▶ _Exercise description_
Can you rewrite all of the material below as a two-column CSV with the columns "request" and "answer", one row per request holding its text and its answer, each in a single quoted field with line breaks turned into spaces? Leave out the pictures.

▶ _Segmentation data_
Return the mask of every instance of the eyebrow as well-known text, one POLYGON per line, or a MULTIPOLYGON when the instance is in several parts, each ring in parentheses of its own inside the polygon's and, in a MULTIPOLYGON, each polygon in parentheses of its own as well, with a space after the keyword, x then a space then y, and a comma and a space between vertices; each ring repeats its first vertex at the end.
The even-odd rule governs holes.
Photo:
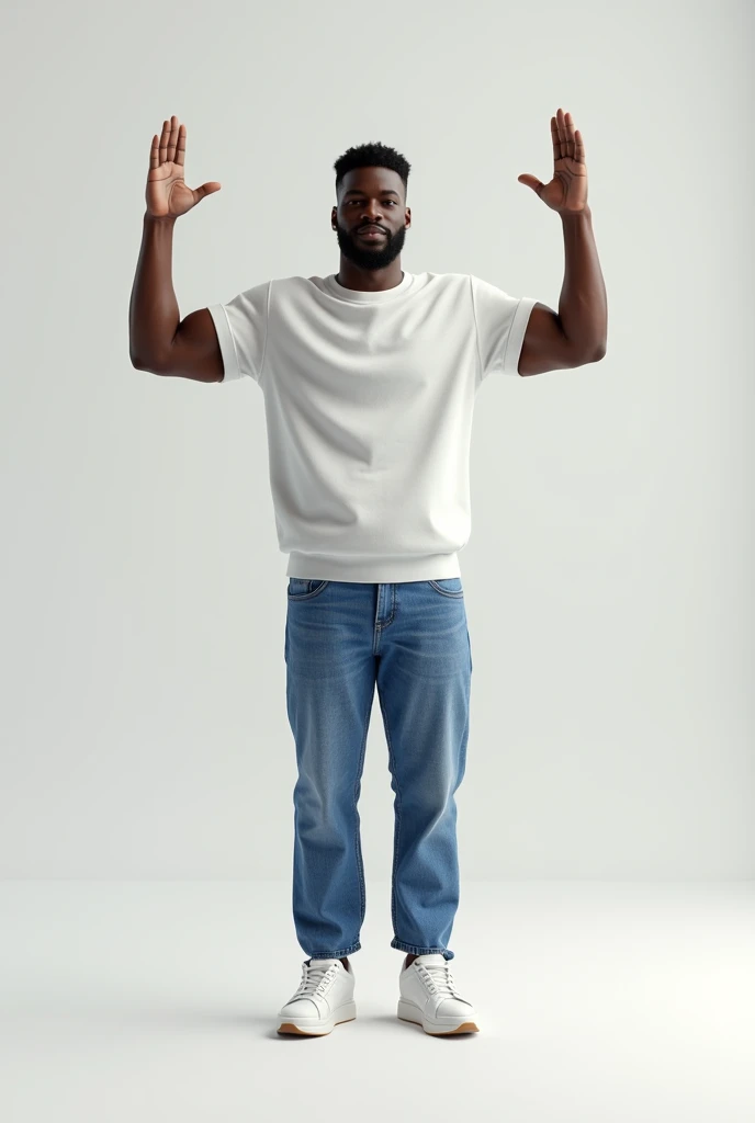
MULTIPOLYGON (((346 198, 346 195, 364 195, 364 194, 366 194, 366 191, 360 191, 358 188, 351 188, 348 191, 344 192, 344 199, 346 198)), ((399 194, 398 191, 383 190, 383 191, 380 192, 380 194, 381 195, 395 195, 397 199, 401 198, 401 195, 399 194)))

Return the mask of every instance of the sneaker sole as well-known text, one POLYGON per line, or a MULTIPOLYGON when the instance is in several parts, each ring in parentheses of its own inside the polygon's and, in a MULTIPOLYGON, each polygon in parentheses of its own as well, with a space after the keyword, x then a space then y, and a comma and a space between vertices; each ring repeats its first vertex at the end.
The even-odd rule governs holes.
POLYGON ((479 1033, 480 1029, 474 1022, 460 1022, 458 1025, 448 1025, 448 1022, 436 1022, 431 1017, 424 1017, 421 1011, 410 1002, 399 998, 398 1015, 402 1022, 413 1022, 421 1025, 426 1033, 434 1038, 447 1038, 452 1033, 479 1033))
POLYGON ((353 1022, 356 1019, 356 1003, 347 1002, 343 1006, 334 1010, 330 1017, 325 1020, 312 1017, 311 1022, 304 1019, 297 1019, 294 1022, 281 1022, 278 1028, 279 1033, 298 1033, 307 1038, 321 1038, 326 1033, 333 1033, 336 1025, 342 1022, 353 1022))

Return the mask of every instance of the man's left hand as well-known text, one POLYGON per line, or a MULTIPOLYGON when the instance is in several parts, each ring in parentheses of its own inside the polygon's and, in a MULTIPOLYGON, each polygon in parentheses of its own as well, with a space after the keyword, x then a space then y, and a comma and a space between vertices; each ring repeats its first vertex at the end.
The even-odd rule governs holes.
POLYGON ((560 214, 579 214, 588 206, 588 168, 582 134, 574 128, 571 113, 560 108, 551 118, 553 179, 543 183, 536 175, 519 175, 519 183, 531 188, 544 203, 560 214))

▶ _The result_
request,answer
"Return the mask of every instance of the eyebrow as well-known text, one POLYGON per line, or a MULTIPOLYGON when the instance is in several parts, each ring in parentheses of its own inside the polygon's and, in a MULTIPOLYGON, each polygon in parentheses of its own as well, with a space after the keyword, x then a space then y, and a comma and a space between vertices; each ring repeats its first vertex at the end. The even-odd rule governs holes. Photo:","MULTIPOLYGON (((346 198, 346 195, 364 195, 364 194, 366 194, 366 191, 360 191, 358 188, 351 188, 348 191, 344 192, 344 199, 346 198)), ((399 194, 398 191, 383 190, 383 191, 380 192, 380 194, 381 195, 395 195, 397 199, 401 198, 401 195, 399 194)))"
"Return the mask of every instance of the sneaker sole as well-known text, one POLYGON per line, or a MULTIPOLYGON when the instance is in several parts, each ring in parentheses of its own inside the polygon's and, in a MULTIPOLYGON, each polygon in parentheses of its own as well, with a space after the keyword, x then a space then y, and a comma and a space between vertices; each ring repeats its first vertex at the end. The even-odd rule governs holes.","POLYGON ((479 1033, 480 1029, 474 1022, 460 1022, 458 1025, 448 1025, 448 1022, 436 1022, 431 1017, 424 1017, 421 1011, 410 1002, 399 998, 398 1015, 402 1022, 413 1022, 421 1025, 426 1033, 434 1038, 447 1038, 452 1033, 479 1033)) POLYGON ((353 1022, 356 1019, 356 1003, 347 1002, 343 1006, 334 1010, 330 1017, 325 1020, 312 1017, 311 1022, 304 1019, 297 1019, 294 1022, 281 1022, 278 1028, 279 1033, 298 1033, 307 1038, 321 1038, 326 1033, 333 1033, 336 1025, 342 1022, 353 1022))"
"Return the mask of every instance of the man's left hand as well-known text, one POLYGON per line, or a MULTIPOLYGON when the instance is in several parts, each ring in parentheses of its own inside the polygon's and, in a MULTIPOLYGON, each polygon in parentheses of its own as well, with a space after the keyword, x then a space then y, and a comma and a space between vertices; each ring repeats its first vertex at the end. The even-odd rule governs holes.","POLYGON ((560 214, 579 214, 588 206, 588 168, 582 134, 574 128, 571 113, 560 108, 551 118, 553 179, 543 183, 536 175, 519 175, 519 183, 531 188, 544 203, 560 214))"